- Instruction -
Extract every line in the items below that contains the string "orchid" and reproduce each such line in full.

- Records shown -
____________________

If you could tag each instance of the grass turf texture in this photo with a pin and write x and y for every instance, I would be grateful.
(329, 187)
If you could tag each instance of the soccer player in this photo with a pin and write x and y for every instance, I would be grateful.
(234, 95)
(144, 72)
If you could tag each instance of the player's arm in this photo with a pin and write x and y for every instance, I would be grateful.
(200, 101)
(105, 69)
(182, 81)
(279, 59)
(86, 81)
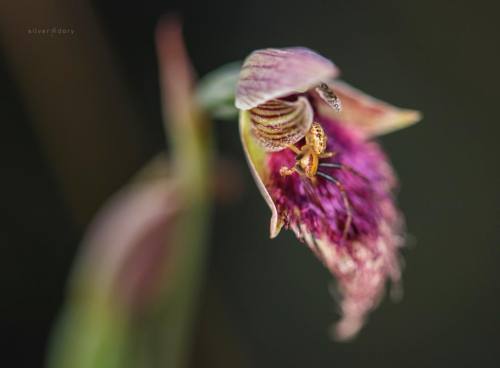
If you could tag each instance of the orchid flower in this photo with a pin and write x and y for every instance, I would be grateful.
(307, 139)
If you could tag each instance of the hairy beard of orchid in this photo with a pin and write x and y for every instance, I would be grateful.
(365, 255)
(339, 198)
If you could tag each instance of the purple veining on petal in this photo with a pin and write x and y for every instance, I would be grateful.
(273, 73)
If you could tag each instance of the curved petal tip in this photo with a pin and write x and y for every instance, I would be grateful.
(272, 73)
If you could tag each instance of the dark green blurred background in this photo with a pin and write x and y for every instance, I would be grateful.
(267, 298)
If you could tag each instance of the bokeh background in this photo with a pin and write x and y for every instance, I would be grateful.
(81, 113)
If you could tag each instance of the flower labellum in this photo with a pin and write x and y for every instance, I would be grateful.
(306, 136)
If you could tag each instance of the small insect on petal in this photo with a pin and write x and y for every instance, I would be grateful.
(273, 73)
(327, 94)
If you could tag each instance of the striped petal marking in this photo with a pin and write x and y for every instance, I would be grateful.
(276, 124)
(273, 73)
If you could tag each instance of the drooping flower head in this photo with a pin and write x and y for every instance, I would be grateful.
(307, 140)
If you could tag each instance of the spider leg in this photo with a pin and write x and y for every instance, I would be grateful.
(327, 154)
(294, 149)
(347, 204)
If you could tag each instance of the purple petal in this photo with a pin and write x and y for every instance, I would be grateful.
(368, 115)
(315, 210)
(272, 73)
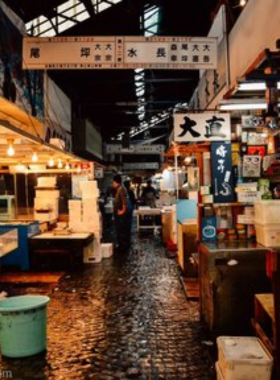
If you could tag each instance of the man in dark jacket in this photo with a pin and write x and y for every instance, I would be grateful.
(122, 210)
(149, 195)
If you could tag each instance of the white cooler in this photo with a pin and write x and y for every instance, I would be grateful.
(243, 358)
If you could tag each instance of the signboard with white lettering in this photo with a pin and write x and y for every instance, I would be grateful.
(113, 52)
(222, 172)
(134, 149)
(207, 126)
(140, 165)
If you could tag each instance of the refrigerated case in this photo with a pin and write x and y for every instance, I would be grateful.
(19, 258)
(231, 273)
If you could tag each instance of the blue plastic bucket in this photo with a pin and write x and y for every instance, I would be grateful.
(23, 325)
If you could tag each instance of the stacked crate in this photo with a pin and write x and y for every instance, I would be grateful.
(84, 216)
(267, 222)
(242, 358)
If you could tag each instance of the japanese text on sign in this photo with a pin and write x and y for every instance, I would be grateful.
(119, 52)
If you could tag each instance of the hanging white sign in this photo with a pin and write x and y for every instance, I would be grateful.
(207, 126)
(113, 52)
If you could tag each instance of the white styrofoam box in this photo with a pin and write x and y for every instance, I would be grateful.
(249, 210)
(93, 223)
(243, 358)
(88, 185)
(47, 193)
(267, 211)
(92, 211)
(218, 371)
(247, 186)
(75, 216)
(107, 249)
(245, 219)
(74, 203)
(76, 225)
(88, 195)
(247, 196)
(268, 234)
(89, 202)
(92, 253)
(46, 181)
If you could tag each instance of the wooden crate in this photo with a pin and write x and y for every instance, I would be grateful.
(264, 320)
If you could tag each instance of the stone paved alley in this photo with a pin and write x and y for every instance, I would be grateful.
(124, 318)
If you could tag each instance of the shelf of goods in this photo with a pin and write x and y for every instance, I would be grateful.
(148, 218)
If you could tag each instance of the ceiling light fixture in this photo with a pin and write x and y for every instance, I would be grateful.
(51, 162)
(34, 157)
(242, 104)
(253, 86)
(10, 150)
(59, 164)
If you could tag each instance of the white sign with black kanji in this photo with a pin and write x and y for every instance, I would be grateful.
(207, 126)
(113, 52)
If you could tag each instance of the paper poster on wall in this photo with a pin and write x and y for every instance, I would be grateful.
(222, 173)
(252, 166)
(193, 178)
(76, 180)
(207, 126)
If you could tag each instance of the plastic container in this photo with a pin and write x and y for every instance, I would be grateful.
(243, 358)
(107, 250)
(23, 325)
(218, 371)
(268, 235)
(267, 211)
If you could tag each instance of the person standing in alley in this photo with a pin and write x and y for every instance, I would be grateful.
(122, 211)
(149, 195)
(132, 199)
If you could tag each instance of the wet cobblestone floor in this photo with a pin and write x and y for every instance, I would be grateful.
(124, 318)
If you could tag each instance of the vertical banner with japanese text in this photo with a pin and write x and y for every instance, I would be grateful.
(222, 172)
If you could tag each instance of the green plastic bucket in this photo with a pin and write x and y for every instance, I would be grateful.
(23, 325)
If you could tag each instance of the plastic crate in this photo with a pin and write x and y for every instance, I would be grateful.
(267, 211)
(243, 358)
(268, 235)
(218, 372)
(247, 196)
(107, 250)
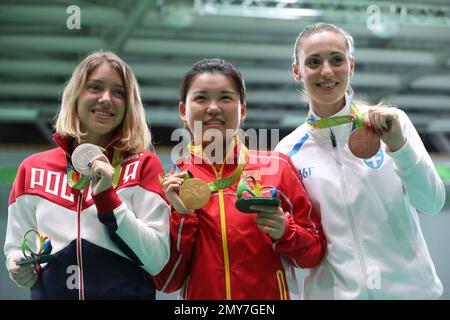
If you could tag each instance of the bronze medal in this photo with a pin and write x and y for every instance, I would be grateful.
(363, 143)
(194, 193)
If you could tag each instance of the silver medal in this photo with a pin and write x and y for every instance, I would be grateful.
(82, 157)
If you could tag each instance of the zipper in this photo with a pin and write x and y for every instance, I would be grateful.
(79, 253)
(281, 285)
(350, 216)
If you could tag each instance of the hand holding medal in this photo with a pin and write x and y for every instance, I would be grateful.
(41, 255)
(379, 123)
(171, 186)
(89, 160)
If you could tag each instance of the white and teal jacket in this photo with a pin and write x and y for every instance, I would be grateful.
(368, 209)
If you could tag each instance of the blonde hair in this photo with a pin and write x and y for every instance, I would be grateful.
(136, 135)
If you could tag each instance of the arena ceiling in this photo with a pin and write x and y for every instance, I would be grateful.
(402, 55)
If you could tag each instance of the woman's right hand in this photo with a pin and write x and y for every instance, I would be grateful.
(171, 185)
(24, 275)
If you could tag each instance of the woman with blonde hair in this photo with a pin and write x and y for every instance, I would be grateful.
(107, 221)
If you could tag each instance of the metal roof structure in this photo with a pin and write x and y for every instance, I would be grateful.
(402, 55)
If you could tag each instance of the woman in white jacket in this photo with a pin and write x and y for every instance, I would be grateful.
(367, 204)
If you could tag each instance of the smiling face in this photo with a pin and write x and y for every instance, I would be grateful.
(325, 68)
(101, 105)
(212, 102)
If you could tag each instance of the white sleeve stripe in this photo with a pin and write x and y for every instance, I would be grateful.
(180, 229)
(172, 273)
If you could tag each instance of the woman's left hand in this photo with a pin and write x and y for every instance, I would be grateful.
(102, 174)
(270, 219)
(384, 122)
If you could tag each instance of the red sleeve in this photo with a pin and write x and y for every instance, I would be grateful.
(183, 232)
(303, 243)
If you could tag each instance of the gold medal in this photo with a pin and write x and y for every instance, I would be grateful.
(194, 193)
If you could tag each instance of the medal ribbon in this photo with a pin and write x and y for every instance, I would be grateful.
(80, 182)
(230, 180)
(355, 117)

____________________

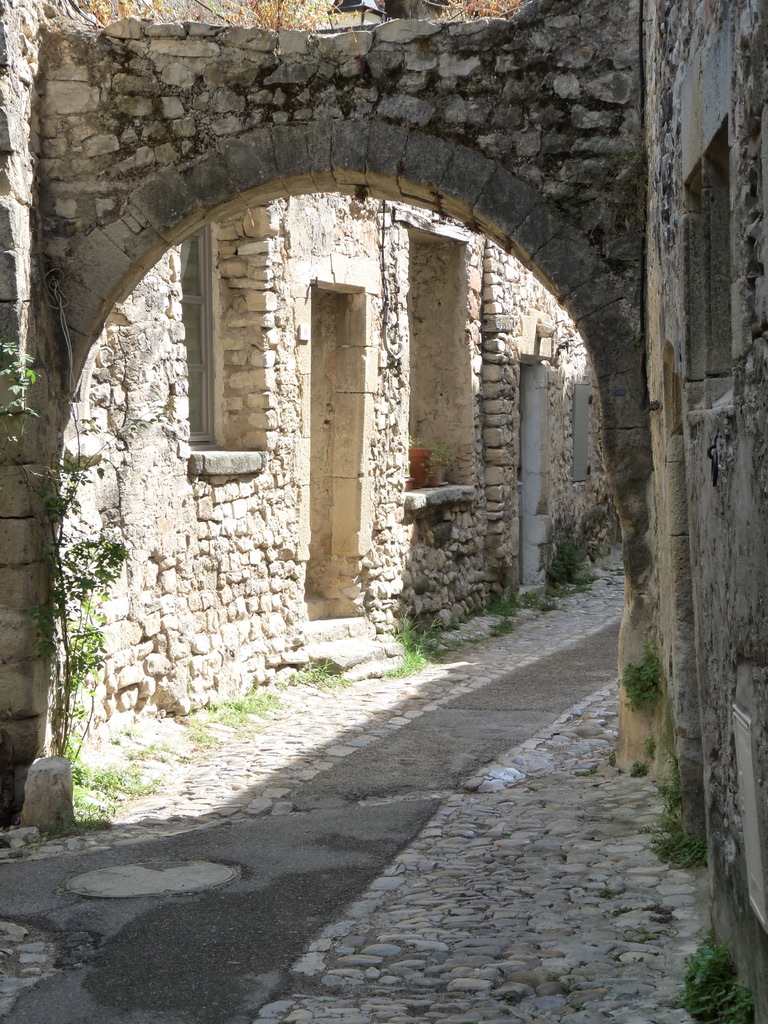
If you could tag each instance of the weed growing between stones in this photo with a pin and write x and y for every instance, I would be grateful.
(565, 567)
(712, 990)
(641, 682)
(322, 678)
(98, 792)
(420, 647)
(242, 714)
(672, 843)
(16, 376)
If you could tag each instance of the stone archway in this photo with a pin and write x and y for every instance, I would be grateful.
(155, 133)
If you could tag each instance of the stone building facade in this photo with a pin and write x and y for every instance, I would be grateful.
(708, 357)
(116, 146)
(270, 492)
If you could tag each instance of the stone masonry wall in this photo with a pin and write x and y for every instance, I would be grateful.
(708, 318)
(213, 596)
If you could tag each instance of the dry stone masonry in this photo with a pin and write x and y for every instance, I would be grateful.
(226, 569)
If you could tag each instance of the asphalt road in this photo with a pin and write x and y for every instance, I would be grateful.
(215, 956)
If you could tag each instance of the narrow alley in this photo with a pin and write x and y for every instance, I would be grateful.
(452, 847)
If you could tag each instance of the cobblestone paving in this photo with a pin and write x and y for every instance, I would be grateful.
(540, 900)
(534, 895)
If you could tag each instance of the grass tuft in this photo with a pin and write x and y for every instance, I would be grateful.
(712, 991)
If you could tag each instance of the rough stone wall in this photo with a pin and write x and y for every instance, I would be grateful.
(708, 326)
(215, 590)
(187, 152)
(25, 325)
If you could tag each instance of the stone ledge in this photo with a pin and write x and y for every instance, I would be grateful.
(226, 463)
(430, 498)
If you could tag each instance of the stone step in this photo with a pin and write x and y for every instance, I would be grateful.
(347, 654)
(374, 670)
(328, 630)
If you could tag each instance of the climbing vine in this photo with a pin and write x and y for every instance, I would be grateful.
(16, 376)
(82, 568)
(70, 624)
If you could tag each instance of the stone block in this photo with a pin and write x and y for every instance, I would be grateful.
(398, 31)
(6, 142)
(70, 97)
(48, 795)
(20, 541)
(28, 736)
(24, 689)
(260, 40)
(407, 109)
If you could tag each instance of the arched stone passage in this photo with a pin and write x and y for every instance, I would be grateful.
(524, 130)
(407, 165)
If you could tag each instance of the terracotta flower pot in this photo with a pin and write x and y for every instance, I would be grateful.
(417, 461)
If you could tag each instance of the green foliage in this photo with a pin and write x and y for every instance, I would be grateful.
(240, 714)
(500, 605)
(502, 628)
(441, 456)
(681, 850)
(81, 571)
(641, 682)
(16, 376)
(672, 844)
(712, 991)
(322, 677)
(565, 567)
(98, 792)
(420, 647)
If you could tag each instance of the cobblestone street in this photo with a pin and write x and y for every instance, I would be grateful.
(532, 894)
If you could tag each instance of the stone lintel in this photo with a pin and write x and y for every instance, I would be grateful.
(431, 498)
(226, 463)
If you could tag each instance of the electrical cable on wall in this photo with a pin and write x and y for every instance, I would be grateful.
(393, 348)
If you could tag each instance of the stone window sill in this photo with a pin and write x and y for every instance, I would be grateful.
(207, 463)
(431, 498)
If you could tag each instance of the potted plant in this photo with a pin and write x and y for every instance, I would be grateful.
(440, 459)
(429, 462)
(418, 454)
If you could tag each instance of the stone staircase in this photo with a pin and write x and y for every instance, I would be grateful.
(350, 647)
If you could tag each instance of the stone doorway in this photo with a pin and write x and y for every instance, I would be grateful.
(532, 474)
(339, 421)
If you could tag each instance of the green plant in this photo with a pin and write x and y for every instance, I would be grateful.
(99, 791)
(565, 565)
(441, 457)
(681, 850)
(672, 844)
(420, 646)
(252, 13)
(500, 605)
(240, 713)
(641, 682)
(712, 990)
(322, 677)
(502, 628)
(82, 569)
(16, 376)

____________________

- Finished task -
If you could tag each instance of the orchid flower in this photo with a pin and write x and y for every instance, I would be grateful.
If you could tag each instance of the hairy beard of orchid in this photo with a pin and write x and y for every instance, I would be grateful.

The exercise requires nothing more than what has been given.